--- Records provided ---

^^^^^^^^

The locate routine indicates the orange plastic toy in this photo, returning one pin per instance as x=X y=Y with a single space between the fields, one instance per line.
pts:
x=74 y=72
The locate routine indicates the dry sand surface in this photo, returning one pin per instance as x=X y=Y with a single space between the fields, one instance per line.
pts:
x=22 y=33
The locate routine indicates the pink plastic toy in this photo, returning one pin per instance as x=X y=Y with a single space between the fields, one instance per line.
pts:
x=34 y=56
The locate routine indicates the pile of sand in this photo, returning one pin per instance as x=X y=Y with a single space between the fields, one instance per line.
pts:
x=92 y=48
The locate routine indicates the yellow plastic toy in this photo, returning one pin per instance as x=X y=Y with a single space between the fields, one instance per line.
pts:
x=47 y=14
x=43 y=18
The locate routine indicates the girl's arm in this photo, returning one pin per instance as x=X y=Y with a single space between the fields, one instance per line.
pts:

^^^^^^^^

--- Given exercise ---
Express every line of the listing above as a JSON list of strings, one string per line, with blank lines left out.

--- Completed task ---
[
  "The locate routine indicates the orange plastic toy in this photo, returning one pin per instance as x=X y=Y with a single space between the fields, one instance per line.",
  "pts:",
  "x=74 y=72",
  "The locate routine indicates the dry sand surface in this photo, returning one pin per instance as x=X y=Y with a single space between the fields, one instance per line.",
  "pts:",
  "x=22 y=33",
  "The locate routine indicates the pink plastic toy in this photo, returning one pin per instance as x=X y=Y with a single space between the fields, one instance per line.",
  "pts:",
  "x=34 y=56",
  "The locate routine indicates the pile of sand in this photo, returning one pin per instance as x=X y=Y with a single space between the fields, one instance per line.",
  "pts:",
  "x=92 y=48",
  "The locate routine indicates the yellow plastic toy in this photo, returning one pin per instance as x=X y=Y with a single space between the fields, one instance per line.",
  "pts:",
  "x=47 y=14",
  "x=43 y=18",
  "The locate routine indicates the girl's arm in this photo, returning one pin per instance as x=X y=Y with a single space between the fields, one instance per line.",
  "pts:"
]